◆ TEXT EXTRACT ◆
____________
The requirements of the competition were very clear. The page posted in January 2014 began with a description that might appeal to any classical music lover:
Simply Stunning … That’s what the audience will say when your piece is premiered and recorded in May 2014. Future performers will add this exquisite piece to their repertoire. Listeners will beg to hear it again and again. Your piece will be discussed and studied along with Debussy’s “Beau Soir”, Fauré’s “Après un rêve”, Rachmaninoff’s “Vocalise”, and others as an example of expressive melody lines, gorgeous harmonies, and pieces that violinists and pianists love to play.
The requirements went on to say that the piece would be for violin and piano or viola and piano, must be between 3 – 4 minutes duration, should be accessible to general audiences, interesting to other composers and playable by amateur and professional musicians.
As one of the presenters of this competition, I was hoping for high quality entries, and some very special new music. These new pieces would be a vital part of a special concert to be given in May 2014. One of the best string players I had ever met would be leaving our area in September to attend conservatory, and the entire community was longing to hear her play one more time. We wanted some exquisite music for an exquisite performer.
Composers responded quickly, and with great eagerness. “Stunning is a tall order”, said one composer, “but I’ll enjoy the approach.” Composers from all over the world signed up for this competition – 77 composers in all. They were given two months to complete their music. When the actual scores started pouring in, we presenters were thrilled. There was some truly stunning music in these international entries!
As a presenter I didn’t get to vote on the short list, but I still had my favorites. I watched the judges voting with great interest, hoping that my favorites would make it through that first elimination round. Most of them did!
One of my very favorites was a piece entitled “Saudade”, by London composer Mike Tauben. There was something about that piece that really appealed to me. Perhaps it was the restrained, subtle longing in the violin melody, or the soft murmur of the piano accompaniment. It might have been the effortless way the composer moved through various tonal centers, or the subito pianissimo section that always left me breathless. Maybe it was the contrast between the delicacy of the soft sections and the great buildup in the final climax.
____________
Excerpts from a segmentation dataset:
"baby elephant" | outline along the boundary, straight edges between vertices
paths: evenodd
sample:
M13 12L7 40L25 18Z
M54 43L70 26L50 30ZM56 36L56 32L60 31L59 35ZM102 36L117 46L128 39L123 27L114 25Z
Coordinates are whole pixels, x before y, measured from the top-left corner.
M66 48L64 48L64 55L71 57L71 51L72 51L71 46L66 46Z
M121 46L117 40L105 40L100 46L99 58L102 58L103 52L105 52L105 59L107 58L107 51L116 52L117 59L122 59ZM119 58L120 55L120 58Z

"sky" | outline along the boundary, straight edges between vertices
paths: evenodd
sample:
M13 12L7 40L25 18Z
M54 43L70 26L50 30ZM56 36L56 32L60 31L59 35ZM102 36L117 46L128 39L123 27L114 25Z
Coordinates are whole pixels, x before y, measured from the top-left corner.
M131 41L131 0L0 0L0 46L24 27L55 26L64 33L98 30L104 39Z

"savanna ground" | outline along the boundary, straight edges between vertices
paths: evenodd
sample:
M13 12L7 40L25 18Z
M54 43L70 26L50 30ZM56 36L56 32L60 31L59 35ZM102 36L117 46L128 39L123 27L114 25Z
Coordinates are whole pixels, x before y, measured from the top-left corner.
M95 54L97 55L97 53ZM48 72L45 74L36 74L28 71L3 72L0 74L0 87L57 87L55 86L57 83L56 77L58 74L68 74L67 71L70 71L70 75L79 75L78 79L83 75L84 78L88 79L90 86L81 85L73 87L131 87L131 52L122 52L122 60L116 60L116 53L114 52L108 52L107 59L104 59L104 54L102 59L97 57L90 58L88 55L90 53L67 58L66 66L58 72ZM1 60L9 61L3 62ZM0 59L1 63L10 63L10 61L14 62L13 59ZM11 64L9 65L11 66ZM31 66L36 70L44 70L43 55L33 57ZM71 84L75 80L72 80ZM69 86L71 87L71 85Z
____________
◆ WHAT TO WORK ON ◆
A: Reproduce the passage of the composition competition account that opens with the words containing "Composers responded quickly, and" and closes with "these international entries!".
B: Pick up the account of the composition competition after its final sentence and keep writing it.

◆ EXERCISE ANSWERS ◆
A:
Composers responded quickly, and with great eagerness. “Stunning is a tall order”, said one composer, “but I’ll enjoy the approach.” Composers from all over the world signed up for this competition – 77 composers in all. They were given two months to complete their music. When the actual scores started pouring in, we presenters were thrilled. There was some truly stunning music in these international entries!

B:
Or perhaps it was the name itself. “Saudade” – what a beautiful word. I didn’t even know what the title meant, and still it spoke volumes to me! The soft syllables sounded like music, and touched into a sense of wonder. I looked up “Saudade” and found an entire treatise on the word, by blogger Jasmine Garsd:
I’ve always been fascinated that there are certain words with no direct equivalents in other languages. It goes to the idea that life is so varied and complex, it will spawn words as distinctive as snowflakes.
The natives of Tierra del Fuego, Argentina have the word mamihlapinatapai for a look shared between two people when both are wishing the other would do something neither wants to. In Thai there is greng-jai — when you don’t want someone to do something for you because it would be a bother for him or her.
Perhaps my favorite of these elusive words is saudade, a Portuguese and Galician term that is a common fixture in the literature and music of Brazil, Portugal, Cape Verde and beyond. The concept has many definitions, including a melancholy nostalgia for something that perhaps has not even happened. It often carries an assurance that this thing you feel nostalgic for will never happen again. My favorite definition of saudade is by Portuguese writer Manuel de Melo: “a pleasure you suffer, an ailment you enjoy.”
Wow. Someone else was just intrigued by the word as I was. Several someones, in fact! “A pleasure you suffer, an ailment you enjoy”. What an astounding definition! I’m neither Portuguese nor Brazilian, but this piece certainly expressed a feeling I knew very well. It felt like trying to grasp something just barely out of reach, so close you could almost taste it, but never quite attainable. It reminded me of a line in a Philip Larkin poem, “Like something almost being said”. The key word was “almost”.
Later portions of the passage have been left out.